==== PROVIDED PASSAGE ====

New York-based Synchron said this study demonstrated the safety of its brain-computer interface (BCI) technology. The device is delivered by catheter rather than the open-brain surgeries used by other neurotech developers like Elon Musk’s Neuralink.
Synchron uses the catheter to feed the Stentrode device through a patient’s vein to the blood vessels on the brain (the YouTube video below from 2021 shows the process). Then, the mesh-like device expands to line the vessel wall so its 16 electrodes can capture and relay movement signals from the brain’s motor cortex to another device in the chest that translates the signals into laptop computer commands.
The devices remained in place throughout the first year of the study and the blood vessel remained open, Synchron said ahead of a presentation at next month’s American Academy of Neurology conference. The study will continue in the U.S. and Australia as it opens to more patients. Read more about the study here.

====

(WORK ORDER 1):
According to the Synchron passage, how many electrodes does the Stentrode device have?
(WORK ORDER 2):
Please extend the Synchron passage with the paragraph that would come next.
The records that come next have nothing to do with the Synchron passage.

==== DATASET ====

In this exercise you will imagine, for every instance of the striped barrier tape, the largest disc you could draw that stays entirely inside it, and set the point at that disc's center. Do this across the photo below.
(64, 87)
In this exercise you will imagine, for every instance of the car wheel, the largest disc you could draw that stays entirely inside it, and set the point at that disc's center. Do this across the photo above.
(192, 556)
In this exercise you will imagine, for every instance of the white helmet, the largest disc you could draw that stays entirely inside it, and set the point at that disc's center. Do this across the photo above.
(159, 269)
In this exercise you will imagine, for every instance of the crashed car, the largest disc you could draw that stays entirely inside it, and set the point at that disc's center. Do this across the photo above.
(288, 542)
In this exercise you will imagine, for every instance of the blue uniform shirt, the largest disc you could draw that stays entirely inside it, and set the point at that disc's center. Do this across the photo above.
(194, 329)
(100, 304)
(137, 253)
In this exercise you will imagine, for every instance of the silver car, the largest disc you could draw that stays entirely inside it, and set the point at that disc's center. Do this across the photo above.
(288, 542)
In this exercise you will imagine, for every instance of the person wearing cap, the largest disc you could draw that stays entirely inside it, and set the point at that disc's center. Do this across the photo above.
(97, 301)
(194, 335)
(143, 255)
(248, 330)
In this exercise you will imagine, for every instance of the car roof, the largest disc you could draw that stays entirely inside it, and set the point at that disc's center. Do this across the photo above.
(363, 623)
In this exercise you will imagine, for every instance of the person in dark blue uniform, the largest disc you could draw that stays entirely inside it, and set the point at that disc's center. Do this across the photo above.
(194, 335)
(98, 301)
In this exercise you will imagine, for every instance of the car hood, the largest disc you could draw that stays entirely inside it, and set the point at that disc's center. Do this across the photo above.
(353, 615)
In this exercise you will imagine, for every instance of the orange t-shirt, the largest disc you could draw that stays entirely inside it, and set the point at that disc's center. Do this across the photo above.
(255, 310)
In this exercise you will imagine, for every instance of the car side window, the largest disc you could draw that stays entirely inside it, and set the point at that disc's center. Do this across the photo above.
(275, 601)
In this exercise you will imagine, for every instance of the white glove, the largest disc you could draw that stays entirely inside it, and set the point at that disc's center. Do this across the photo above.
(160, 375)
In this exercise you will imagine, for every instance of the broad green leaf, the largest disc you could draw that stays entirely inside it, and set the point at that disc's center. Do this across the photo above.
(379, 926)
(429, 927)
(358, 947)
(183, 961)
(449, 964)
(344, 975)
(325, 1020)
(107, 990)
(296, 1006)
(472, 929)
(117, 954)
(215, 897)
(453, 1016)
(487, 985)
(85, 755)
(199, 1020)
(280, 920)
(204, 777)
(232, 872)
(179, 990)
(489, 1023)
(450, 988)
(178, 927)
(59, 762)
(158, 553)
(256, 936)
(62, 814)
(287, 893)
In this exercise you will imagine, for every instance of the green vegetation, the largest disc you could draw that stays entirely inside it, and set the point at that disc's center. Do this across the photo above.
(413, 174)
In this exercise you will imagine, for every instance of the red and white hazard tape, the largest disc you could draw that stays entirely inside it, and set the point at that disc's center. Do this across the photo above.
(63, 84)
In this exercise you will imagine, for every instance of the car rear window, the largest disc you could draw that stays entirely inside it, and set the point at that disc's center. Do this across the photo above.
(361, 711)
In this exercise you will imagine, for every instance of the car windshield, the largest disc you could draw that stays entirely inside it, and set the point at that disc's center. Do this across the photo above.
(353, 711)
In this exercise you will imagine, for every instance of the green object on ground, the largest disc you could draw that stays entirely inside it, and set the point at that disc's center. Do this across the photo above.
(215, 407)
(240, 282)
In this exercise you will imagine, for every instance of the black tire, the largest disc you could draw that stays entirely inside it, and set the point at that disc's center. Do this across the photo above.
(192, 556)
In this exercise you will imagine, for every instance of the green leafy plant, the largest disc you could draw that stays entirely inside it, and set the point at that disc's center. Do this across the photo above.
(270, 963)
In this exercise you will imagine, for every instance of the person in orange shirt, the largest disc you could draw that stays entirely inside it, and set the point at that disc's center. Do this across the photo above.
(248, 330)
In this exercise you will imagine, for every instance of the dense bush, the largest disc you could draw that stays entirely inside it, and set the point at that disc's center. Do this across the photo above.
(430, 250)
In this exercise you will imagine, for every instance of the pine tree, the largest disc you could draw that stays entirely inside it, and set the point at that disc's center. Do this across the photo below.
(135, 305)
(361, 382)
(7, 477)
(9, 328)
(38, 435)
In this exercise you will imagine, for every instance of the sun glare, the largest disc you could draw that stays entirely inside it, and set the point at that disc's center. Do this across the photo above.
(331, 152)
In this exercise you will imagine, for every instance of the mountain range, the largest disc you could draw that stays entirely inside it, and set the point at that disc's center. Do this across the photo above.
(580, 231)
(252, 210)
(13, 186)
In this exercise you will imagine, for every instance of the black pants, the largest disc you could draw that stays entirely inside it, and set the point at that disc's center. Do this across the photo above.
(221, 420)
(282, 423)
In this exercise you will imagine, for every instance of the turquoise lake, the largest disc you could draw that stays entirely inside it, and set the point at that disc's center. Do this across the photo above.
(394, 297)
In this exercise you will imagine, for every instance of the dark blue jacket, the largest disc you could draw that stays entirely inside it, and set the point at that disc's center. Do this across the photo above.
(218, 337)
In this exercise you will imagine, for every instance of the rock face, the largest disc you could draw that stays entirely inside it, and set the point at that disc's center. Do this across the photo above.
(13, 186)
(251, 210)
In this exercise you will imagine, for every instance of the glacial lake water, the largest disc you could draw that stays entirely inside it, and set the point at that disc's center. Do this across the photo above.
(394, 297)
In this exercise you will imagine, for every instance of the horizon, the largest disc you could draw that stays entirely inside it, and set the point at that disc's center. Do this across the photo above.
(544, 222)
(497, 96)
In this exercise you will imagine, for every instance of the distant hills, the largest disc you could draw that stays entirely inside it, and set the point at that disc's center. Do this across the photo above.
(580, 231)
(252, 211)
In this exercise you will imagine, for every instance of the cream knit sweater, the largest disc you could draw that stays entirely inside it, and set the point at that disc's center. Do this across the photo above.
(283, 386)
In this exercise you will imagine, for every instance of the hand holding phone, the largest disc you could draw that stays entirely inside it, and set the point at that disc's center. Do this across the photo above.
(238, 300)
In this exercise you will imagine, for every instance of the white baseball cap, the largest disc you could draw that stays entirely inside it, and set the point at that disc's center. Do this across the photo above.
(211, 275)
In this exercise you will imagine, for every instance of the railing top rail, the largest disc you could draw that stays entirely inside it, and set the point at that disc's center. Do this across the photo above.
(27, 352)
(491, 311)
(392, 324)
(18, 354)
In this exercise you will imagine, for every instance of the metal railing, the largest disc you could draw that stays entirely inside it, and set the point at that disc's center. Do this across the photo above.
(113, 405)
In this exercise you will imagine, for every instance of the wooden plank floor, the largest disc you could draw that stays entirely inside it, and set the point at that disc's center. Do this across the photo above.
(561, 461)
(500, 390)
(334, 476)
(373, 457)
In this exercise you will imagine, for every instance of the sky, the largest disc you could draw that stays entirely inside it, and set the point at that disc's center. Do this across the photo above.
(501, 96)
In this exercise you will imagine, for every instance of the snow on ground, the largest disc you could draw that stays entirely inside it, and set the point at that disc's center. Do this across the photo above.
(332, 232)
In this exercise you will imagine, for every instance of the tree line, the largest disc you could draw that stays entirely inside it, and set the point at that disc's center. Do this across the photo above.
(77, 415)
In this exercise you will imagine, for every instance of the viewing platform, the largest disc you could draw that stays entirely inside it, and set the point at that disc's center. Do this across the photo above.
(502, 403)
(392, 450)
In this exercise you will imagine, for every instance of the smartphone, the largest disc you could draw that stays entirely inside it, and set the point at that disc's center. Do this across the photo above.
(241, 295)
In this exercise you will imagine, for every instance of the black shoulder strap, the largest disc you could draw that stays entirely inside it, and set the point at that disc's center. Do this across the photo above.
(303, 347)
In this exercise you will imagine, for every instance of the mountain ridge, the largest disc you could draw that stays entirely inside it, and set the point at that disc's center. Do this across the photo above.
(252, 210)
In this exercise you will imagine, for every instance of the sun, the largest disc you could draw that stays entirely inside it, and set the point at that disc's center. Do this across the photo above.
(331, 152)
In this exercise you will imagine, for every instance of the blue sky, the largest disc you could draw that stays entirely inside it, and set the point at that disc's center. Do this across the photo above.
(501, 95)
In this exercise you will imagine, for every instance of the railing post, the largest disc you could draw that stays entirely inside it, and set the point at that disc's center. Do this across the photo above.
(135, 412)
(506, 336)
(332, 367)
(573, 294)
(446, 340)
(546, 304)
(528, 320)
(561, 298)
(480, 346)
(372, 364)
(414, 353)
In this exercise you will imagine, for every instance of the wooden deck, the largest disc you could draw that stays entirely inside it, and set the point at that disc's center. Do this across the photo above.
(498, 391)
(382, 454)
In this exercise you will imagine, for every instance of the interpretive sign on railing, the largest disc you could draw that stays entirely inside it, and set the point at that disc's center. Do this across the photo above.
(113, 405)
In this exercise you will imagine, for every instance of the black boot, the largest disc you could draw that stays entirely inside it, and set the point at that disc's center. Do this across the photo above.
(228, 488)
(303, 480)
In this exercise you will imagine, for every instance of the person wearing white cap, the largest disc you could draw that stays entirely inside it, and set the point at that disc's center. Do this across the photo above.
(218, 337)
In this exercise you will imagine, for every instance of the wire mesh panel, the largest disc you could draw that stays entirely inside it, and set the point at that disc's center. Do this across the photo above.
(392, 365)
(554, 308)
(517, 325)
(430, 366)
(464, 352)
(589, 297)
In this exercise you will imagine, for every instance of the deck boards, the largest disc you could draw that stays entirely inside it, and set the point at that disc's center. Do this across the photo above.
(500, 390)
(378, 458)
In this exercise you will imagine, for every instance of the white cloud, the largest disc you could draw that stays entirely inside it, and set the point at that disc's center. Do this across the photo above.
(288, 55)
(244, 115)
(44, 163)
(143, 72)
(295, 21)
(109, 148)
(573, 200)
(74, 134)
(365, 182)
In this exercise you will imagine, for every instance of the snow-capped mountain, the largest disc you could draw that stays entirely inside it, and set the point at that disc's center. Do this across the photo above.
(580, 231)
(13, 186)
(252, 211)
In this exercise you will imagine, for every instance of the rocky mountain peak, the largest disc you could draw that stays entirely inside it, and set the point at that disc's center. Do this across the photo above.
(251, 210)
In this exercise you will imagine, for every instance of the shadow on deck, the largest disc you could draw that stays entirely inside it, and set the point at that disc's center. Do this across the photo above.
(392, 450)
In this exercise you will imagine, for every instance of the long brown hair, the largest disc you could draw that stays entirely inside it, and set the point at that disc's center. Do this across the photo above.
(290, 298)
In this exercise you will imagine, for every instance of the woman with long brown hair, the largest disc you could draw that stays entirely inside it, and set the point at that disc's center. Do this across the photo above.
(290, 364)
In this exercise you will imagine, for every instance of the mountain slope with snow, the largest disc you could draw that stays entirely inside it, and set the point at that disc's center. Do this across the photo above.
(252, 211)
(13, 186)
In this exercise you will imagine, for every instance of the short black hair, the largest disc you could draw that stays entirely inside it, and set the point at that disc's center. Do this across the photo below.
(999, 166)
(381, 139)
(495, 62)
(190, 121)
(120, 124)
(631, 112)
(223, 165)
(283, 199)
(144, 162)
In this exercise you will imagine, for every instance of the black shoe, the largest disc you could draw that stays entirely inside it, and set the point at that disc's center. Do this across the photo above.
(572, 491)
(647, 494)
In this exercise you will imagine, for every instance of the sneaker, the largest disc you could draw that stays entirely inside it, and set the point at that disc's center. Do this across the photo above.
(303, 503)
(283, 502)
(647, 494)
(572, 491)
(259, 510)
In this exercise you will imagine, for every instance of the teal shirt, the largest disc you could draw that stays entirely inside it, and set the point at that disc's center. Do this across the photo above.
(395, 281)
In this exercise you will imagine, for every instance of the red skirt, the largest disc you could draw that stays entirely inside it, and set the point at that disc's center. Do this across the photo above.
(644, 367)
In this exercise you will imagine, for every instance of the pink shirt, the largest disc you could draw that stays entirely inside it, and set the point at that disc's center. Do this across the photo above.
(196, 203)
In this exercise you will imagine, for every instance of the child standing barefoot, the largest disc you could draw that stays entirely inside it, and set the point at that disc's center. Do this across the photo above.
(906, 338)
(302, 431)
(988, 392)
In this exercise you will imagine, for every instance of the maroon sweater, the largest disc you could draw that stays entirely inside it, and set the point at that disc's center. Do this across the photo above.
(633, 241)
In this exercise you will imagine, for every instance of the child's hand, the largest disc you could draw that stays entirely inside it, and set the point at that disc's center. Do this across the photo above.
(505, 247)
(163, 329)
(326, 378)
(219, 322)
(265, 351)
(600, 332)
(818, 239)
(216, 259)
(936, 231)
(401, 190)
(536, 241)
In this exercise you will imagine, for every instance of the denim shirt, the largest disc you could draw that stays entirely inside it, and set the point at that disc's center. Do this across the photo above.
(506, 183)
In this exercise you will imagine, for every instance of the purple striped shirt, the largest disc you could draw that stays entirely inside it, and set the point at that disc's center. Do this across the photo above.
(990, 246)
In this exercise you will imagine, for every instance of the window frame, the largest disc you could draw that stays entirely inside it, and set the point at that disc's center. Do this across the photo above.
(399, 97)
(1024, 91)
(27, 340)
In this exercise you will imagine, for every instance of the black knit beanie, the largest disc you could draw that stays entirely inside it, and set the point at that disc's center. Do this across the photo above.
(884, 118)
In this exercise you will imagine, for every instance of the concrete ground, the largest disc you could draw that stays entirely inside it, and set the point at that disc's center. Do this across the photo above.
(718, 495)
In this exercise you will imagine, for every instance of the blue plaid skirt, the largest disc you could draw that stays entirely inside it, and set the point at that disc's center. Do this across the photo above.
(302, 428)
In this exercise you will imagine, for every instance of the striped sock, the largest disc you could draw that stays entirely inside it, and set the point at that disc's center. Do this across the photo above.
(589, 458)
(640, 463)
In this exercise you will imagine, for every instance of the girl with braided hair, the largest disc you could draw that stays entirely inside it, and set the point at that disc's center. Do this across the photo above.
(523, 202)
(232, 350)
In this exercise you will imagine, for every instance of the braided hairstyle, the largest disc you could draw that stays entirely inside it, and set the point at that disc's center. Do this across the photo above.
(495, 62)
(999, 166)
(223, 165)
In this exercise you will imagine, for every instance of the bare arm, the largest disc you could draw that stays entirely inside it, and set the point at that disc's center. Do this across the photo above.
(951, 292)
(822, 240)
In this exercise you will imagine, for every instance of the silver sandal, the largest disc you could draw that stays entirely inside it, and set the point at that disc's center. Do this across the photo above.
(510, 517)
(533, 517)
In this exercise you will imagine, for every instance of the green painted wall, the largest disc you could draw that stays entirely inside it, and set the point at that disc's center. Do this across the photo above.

====

(RESPONSE AREA 1):
The Stentrode has 16 electrodes.

(RESPONSE AREA 2):
Synchron said it is the only company with FDA approval to conduct clinical trials of a permanently implanted BCI. The company said it achieved the first human implantation in 2019, was granted breakthrough device designation by the FDA in 2020 and an investigational device exemption (IDE) in 2021.“These results are a huge advancement for the field of BCI. We’ve shown that our endovascular BCI approach is safe, and allows patients to accomplish daily online tasks without invasive brain surgery,” Synchron co-founder and CEO Dr. Thomas Oxley said in a news release. “Years of research and technological development culminated in this moment, and as we continue to develop our technology, it has the potential to change the lives of millions of patients globally who suffer from paralysis and other debilitating neurological and brain-related diseases.”
The company conducted the study with support from the U.S. Defense Advanced Research Projects Agency (DARPA), the Office of Naval Research, the National Health and Medical Research Council of Australia, the Australian Federal Government Foundation and the Motor Neurone Disease Research Institute of Australia.
New York-based Synchron has offices in Campbell, California, and R&D facilities in Melbourne, Australia.